» **DOCUMENT TEXT**
SERVIR-Amazonia promotes collaboration among governments, universities, non-governmental organizations, community groups, and U.S. scientists. The ultimate goal is to improve local capacity to harness satellite data and geospatial information to foster sustainable natural resource management throughout the Amazon. In Colombia, SERVIR empowers local actors, including indigenous communities, to track environmental changes in near real-time, evaluate climatic threats, monitor land-based greenhouse gas emissions, improve the management of protected areas and other conservation areas, and forecast wildfires, floods, and extreme weather events. The Comprehensive Action for Climate Change Initiative (CACCI) assists the Government of Colombia in accelerating the implementation of the country's targets under the Paris Agreement. CACCI supports the coordination and monitoring of the NDC Implementation Plan and generates inputs to update this contribution in 2025 and to construct a new NDC for 2050. CACCI focuses on the identification of adaptation initiatives in national, territorial, and private sector entities, to articulate them with existing instruments, strategies, and planning tools.

Renewable Energy

USAID promotes the transition to low-cost, renewable energy in the Colombian market through planning, integration, and operational support. USAID is supporting market-based policies to develop Colombia's wind and solar potential, which is fundamental in reducing vulnerability to increasing El Niño droughts that reduce hydro generation, increase dependence on coal and gas generation, and raise the price of energy to the economy and society. This work also focuses on rural and conflict-affected areas, increasing access to renewable energy with a focus on elevating productivity, incomes, and well-being. USAID fosters new economic opportunities through a capacity building program for young leaders of the energy sector; a renewable energy job training program for indigenous communities; the transfer of U.S. expertise to craft policy and regulatory frameworks geared to deploying solar and wind resources and incentivizing emissions reductions in the energy sectors.

Results

  • Helped the Colombian Government implement its renewable energy auction program, resulting in the award of 15-year power purchase agreements to 22 new solar and wind projects. These projects will increase renewable energy generation by 2,100 megawatts, leverage USD $2 billion in private sector investment between 2023-2026, and create approximately 44,000 new jobs.

» **THE RECORDS**

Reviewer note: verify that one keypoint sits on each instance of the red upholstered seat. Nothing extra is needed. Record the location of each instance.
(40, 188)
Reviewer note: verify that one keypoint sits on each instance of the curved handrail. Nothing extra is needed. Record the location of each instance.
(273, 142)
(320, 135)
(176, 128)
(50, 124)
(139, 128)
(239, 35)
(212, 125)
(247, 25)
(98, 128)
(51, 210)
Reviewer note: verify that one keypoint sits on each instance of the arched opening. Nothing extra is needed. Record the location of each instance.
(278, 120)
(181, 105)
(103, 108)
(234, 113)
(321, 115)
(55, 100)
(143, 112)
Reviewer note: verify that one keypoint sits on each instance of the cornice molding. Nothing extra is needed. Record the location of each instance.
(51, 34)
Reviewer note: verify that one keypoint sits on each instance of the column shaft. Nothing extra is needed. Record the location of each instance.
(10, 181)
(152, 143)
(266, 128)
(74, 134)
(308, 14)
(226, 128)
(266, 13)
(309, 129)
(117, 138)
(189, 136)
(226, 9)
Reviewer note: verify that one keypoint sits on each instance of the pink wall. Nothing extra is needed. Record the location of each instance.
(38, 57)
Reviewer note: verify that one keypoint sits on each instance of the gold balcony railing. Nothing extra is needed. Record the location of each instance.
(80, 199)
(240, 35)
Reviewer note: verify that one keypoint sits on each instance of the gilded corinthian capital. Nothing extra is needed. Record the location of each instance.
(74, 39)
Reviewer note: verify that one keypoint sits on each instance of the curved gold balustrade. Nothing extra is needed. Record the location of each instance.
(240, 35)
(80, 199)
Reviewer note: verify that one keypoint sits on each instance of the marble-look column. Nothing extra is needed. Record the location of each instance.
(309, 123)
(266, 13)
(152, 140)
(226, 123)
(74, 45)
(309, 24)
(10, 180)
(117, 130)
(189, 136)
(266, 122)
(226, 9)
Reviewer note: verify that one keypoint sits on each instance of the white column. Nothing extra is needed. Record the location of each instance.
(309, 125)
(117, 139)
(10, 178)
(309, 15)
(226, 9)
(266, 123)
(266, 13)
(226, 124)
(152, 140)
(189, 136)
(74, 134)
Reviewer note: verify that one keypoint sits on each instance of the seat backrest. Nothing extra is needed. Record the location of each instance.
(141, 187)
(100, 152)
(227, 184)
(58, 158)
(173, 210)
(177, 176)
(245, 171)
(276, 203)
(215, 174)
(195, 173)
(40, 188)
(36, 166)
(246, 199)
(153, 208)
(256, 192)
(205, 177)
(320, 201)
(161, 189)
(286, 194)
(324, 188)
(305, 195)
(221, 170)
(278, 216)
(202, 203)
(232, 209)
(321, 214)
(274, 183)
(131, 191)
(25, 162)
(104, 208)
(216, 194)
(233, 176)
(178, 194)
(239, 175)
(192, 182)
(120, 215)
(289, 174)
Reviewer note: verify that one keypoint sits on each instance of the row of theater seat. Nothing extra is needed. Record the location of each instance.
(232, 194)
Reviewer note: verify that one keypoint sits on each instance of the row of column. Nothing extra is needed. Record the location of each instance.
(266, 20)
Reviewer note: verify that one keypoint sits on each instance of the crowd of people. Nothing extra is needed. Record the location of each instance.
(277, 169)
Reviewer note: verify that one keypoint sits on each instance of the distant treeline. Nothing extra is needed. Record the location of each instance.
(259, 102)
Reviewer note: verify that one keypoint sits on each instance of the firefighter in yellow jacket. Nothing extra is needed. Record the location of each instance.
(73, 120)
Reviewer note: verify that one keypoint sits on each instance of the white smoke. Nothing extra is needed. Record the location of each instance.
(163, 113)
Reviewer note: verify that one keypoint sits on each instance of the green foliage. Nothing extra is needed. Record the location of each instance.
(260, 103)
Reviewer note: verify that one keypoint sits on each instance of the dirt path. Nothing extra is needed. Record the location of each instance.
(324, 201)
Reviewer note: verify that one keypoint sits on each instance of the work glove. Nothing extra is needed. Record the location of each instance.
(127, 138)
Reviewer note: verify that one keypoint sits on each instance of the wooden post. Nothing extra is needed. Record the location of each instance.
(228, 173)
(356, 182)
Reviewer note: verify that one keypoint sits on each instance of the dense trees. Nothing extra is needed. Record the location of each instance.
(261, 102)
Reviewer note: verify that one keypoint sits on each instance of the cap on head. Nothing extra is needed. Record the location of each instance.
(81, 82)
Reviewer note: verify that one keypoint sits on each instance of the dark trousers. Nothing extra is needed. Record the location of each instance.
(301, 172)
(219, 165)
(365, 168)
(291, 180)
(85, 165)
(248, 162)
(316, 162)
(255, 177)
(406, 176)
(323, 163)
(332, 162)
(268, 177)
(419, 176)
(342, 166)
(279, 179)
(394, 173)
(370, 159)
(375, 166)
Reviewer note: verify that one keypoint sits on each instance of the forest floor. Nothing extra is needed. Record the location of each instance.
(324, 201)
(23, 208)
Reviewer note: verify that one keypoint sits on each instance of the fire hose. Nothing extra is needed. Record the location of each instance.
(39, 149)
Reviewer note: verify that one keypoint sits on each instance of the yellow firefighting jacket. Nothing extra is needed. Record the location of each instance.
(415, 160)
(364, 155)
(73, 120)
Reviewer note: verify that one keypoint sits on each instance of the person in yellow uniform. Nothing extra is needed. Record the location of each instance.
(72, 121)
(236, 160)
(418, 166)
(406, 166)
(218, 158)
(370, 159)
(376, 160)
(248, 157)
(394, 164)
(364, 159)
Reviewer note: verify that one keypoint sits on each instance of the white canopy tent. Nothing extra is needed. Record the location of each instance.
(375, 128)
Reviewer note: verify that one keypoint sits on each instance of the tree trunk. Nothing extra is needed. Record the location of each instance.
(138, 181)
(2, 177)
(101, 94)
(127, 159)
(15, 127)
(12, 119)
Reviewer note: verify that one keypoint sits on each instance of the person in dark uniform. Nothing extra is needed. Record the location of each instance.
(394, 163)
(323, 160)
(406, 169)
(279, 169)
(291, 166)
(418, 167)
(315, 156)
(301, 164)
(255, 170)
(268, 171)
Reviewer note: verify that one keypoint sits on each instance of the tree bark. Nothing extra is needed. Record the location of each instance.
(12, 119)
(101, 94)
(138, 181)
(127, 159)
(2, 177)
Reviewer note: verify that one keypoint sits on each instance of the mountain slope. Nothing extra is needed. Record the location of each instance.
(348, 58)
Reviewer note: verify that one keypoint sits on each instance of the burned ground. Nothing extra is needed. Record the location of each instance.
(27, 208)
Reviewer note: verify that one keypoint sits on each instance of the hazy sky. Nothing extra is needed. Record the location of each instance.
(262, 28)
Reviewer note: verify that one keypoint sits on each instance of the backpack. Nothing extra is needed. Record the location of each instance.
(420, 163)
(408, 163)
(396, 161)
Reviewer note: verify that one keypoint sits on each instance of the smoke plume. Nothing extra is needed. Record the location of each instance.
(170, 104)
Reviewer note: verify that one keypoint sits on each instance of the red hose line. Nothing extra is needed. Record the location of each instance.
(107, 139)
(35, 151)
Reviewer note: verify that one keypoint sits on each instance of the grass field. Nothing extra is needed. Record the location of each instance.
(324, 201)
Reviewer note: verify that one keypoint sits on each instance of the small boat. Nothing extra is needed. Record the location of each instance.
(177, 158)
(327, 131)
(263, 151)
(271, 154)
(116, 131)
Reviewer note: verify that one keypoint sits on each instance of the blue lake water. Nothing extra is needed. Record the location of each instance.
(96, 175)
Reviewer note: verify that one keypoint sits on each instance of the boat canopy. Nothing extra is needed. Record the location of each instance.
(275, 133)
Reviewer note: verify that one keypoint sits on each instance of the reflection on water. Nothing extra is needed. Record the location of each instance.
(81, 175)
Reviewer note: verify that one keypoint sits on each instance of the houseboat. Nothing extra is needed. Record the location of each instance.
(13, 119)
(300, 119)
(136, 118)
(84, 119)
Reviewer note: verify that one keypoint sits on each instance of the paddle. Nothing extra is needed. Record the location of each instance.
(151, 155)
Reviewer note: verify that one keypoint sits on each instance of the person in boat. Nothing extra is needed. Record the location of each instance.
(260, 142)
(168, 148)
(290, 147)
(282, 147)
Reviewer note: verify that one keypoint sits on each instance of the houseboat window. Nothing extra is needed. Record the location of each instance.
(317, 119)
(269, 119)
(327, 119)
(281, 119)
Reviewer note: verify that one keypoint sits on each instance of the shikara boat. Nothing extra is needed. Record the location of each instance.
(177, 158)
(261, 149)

» **SHORT EXERCISE 1**
Could you write out the records from the line containing "of the shikara" through the end of the records, matching every character?
» **SHORT EXERCISE 2**
How would you continue the USAID Colombia text from the point where it stops?
The USAID Colombia text and the records come from unrelated sources.

» **WRITTEN RESPONSE 1**
Reviewer note: verify that one keypoint sits on each instance of the shikara boat. Nothing extra is needed. Record the location of each instance.
(177, 158)
(261, 149)

» **WRITTEN RESPONSE 2**
  • Assisted Colombia’s new competitive renewable energy procurement process leading to historically low average energy prices of USD $28 per megawatt hour (MWh).
  • Provided strategic renewable energy training to 65 young energy sector professionals, 68 percent of whom were women, to further Colombia’s ability to manage its growing renewable energy supply into the national grid.
  • Facilitated strategic renewable energy training to 37 young leaders from Wayuu Indigenous communities in La Guajira. This training has prepared young leaders to effectively participate in the growing renewable energy job market, through the creation of viable project proposals to support their development needs, and representation of their communities in community consultations related to new renewable energy projects targeted for their territories.
  • Supported Providencia Island’s natural disaster recovery efforts and advancing its renewable energy transition through the creation of the Providencia Island Renewable Energy Master Plan, and provision of essential equipment to establish the island’s new solar power plant for Providencia’s Raizal Indigenous Community.

Key Renewable Energy Programs

Energy for Peace supports the planning, building, and operation of mini solar energy grids to support the growth of productivity clusters in priority conflict-affected communities with no energy access. The energy grids will enable communities to access affordable, clean energy needed to increase productivity, improve well-being, and foster social stability. This program seeks to leverage private sector investment in rural energy communities through the use of innovative blended finance mechanisms, designed with USAID’s INVEST mechanism.

The U.S. National Renewable Energy Laboratories (NREL) Partnership provides policy, planning, modeling, and deployment support to national energy entities within the Colombian Government to deliver clean, reliable, and affordable power.

The U.S. Energy Association Partnership (USEA) provides U.S. energy industry expertise to assist Colombian Government institutions and utility companies improve the electricity system’s reliability and growth. USEA also strengthens energy utility employees’ capacities to manage power systems, develop renewable energy resources and design off-grid power sources.

The Scaling Up Renewable Energy Program (SURE) focuses its technical assistance to support the Colombian Government’s ambitious program to transition to renewable energy, mitigate energy sector emissions and position indigenous and Afro-Colombian communities to better participate in the burgeoning renewable energy economy.

Natural Climate Solutions

USAID promotes reducing deforestation and forest degradation through sustainable forestry and agricultural, and community land management in order to address the causes of land use change, promote sustainable livelihoods, and increase the effectiveness of environmental policies. Protecting forests and other key ecosystems sustains livelihoods, mitigates climate change risks, and maintains environmental services like biodiversity conservation, carbon capture, and water purification.

Results

  • Worked with 18 Afro-Colombian communities and one indigenous community to develop and implement eight reduced emissions from deforestation and forest degradation (REDD+) projects protecting 500,000 hectares of Pacific forests.
  • Generated and sold 6.1 million Verified Carbon Units (VCUs) in the carbon market valued at USD $27.9 million to date. Completed the second carbon verification, expected to generate approximately 4.2 million additional VCUs.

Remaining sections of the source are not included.